> Task instructions: In full and without alteration, return the records below.

> Given information:
((

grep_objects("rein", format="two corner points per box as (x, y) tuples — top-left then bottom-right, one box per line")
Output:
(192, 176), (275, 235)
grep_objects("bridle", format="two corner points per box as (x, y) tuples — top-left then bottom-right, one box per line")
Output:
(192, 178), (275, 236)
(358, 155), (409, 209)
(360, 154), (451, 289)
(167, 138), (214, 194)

))

> Task response:
grep_objects("rein", format="two corner points per box as (x, y) tuples — top-left then bottom-right, one box per line")
Output:
(192, 176), (275, 235)
grep_objects("bridle", format="two corner points per box as (x, y) tuples — top-left then bottom-right, one box per line")
Output:
(192, 178), (275, 236)
(358, 155), (409, 209)
(360, 154), (451, 289)
(167, 138), (214, 194)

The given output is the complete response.